What you are asked to do: Please write out each entry below exactly as it appears.

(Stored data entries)
--*--

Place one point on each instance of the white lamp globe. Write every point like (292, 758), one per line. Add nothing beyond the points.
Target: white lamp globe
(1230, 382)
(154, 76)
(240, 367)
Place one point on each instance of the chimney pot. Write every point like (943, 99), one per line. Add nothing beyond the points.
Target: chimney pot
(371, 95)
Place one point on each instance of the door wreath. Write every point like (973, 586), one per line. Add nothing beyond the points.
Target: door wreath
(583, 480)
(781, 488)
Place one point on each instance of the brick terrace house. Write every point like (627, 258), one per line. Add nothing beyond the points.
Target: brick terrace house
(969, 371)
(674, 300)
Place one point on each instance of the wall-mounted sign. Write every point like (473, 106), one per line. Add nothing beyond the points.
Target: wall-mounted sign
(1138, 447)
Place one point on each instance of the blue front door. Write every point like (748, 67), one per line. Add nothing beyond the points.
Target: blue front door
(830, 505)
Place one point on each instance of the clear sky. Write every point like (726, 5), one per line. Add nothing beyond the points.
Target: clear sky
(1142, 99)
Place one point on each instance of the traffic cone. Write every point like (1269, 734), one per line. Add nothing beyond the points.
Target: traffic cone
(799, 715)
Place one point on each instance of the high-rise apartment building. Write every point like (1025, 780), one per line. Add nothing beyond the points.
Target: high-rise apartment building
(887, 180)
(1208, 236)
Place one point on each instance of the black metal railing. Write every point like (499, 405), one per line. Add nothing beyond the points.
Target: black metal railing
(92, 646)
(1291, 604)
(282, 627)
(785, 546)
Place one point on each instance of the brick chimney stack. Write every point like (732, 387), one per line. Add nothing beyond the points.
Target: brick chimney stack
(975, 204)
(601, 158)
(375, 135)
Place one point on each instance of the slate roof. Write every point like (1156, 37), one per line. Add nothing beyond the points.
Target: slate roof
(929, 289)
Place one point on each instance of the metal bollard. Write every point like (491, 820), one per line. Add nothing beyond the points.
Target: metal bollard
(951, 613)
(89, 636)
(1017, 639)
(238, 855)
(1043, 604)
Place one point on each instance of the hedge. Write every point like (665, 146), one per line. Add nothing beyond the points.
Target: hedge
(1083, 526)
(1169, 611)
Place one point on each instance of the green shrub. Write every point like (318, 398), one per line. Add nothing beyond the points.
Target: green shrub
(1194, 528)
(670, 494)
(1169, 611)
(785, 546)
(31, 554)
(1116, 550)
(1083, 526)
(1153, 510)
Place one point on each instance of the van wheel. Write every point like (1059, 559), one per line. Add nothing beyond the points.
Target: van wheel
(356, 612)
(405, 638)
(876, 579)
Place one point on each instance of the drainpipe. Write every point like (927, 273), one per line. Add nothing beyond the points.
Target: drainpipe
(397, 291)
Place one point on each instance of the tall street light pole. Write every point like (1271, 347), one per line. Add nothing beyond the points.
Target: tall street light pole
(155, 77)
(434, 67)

--*--

Completed exercise:
Place one point on each instance of the white lamp globe. Write every point like (292, 758), one per line. Add nothing beyond the points.
Target: white lamp globe
(1230, 382)
(154, 76)
(240, 367)
Place one point on each instance of the chimney pot. Write every point like (943, 99), one per line. Add nothing beyond the points.
Target: chimney pot
(371, 95)
Place one point on each instance of the door wreath. Write every point like (973, 586), one per line. Add nothing beyond the points.
Target: door wreath
(583, 480)
(781, 488)
Place one point on each instance of the brick terrace house. Write every point like (627, 258), one per line. Add nothing beyond the points.
Target: brick terrace house
(969, 371)
(674, 300)
Place one point on each instance of the wall-mounted sign. Write every point like (473, 106), one per line. Add nothing beyond the points.
Target: wall-mounted sign
(1138, 447)
Place one point on each instance of the blue front door. Write every point like (748, 67), one per line. Add nothing beyond the points.
Target: blue front door
(830, 505)
Place one point on each instance of the clear sky. Write every point like (726, 5), one per line. Add nothing beyond the points.
Target: clear sky
(1142, 99)
Place one point on each instance of the traffic cone. Write every point like (1269, 734), one per line. Add nothing beyond the points.
Target: traffic cone
(799, 715)
Place one point on each instance of the high-rise apartment building. Write every point like (1025, 780), one per line. Add nothing beyond the points.
Target: high-rise apartment building
(887, 180)
(1208, 236)
Place one point on each instance of the black metal railing. Write every point like (499, 405), one per line. Add nothing beyond the points.
Target: black metal railing
(92, 646)
(1291, 604)
(282, 627)
(785, 546)
Place one point on each instance of the brick chimney stack. Write every point like (732, 387), one per line. Add nothing beyond the points.
Target: brick chimney stack
(975, 204)
(601, 158)
(375, 135)
Place one point on each instance of the slate roof. Write every point like (1156, 37), one per line. Add nothing beyond the points.
Target: slate roof
(929, 289)
Place one point on each instance of the metal bollard. Write every point like (491, 820), one per line. Add nothing beyond the points.
Target: metal bollard
(951, 613)
(89, 636)
(1017, 639)
(238, 855)
(1043, 604)
Place one point on each instance of the hedge. Write every point like (665, 146), one per line. Add nothing beyond the points.
Target: hedge
(1083, 526)
(1169, 611)
Place one point on each instance of the green shrub. Write every point like (318, 398), one per line. Add nothing beyond the points.
Target: green shrub
(1194, 528)
(670, 494)
(1169, 611)
(785, 546)
(31, 554)
(1116, 550)
(1083, 526)
(1153, 510)
Place one point on each instance of the van wheel. Write every point like (1059, 559), one per line. Add nothing beyond the points.
Target: van wheel
(356, 612)
(405, 638)
(876, 579)
Place one point on each instance of the drainpipe. Write every point like (927, 273), one per line. Add nothing beyond the points.
Target: drainpipe
(397, 291)
Place one point on each instance of the tall street light pole. Write every point like (1271, 347), one per line. Add nothing beyond the points.
Target: tall street light pole
(155, 77)
(434, 67)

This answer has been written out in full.